- _PROBLEM TO WORK ON_: Start your answer with the line containing "would you mind finding the house" and end it with the last line of the records below, retyping every line between exactly and adding nothing.

- _DATASET RECORDS_:
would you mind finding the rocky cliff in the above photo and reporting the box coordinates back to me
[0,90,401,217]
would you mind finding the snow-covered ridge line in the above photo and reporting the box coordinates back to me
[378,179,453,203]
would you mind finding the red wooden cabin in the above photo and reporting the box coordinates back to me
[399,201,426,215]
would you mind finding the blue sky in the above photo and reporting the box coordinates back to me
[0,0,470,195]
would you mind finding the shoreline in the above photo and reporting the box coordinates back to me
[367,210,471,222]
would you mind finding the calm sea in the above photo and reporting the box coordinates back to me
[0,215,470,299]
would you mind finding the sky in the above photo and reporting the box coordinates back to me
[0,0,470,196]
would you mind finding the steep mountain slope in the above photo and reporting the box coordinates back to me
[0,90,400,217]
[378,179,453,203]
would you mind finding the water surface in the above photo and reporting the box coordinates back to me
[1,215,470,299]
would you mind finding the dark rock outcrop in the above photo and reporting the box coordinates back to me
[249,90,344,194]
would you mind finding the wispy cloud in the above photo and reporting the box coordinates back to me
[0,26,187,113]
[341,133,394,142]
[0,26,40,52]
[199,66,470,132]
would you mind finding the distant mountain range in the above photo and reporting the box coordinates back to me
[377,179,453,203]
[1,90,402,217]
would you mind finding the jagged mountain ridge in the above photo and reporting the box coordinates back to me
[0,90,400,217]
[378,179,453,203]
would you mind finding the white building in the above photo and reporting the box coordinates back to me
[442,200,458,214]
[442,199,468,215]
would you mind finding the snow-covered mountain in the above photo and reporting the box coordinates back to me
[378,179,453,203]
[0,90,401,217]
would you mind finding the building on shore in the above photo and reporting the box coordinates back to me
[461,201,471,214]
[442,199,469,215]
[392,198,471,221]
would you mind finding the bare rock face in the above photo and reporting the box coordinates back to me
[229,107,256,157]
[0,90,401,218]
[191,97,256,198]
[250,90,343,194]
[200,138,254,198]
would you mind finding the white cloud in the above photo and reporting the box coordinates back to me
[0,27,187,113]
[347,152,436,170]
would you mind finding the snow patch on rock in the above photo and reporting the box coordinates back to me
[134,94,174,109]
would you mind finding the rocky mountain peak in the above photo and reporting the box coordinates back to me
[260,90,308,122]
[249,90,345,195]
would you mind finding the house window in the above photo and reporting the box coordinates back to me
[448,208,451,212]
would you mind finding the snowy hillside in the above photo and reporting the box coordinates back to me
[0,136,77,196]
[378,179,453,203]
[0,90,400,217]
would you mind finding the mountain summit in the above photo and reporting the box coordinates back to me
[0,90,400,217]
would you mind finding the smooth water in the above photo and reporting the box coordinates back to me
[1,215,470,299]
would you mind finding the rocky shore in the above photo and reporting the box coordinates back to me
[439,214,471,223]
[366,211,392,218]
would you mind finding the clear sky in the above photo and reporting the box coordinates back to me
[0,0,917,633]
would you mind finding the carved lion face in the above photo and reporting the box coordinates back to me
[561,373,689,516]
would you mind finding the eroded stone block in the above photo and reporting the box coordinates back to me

- _YOUR RESPONSE_:
would you mind finding the house window in the above photo and reporting the box coordinates back to me
[448,208,451,212]
would you mind finding the snowy hillside in the above photo and reporting the box coordinates back to me
[0,136,77,196]
[378,179,453,203]
[0,90,400,217]
would you mind finding the mountain summit in the above photo and reporting the box coordinates back to me
[0,90,400,217]
would you mind finding the smooth water in the above photo and reporting the box coordinates back to me
[1,215,470,299]
would you mind finding the rocky shore in the above photo and reporting the box coordinates back to me
[439,214,471,223]
[366,211,392,218]
would you mind finding the clear sky in the above photo and reporting the box coordinates back to me
[0,0,917,633]
would you mind finding the carved lion face in the above photo and reporting the box coordinates back to me
[561,373,689,516]
would you mind finding the eroded stone block in the above photo and reporting the box coordinates back to me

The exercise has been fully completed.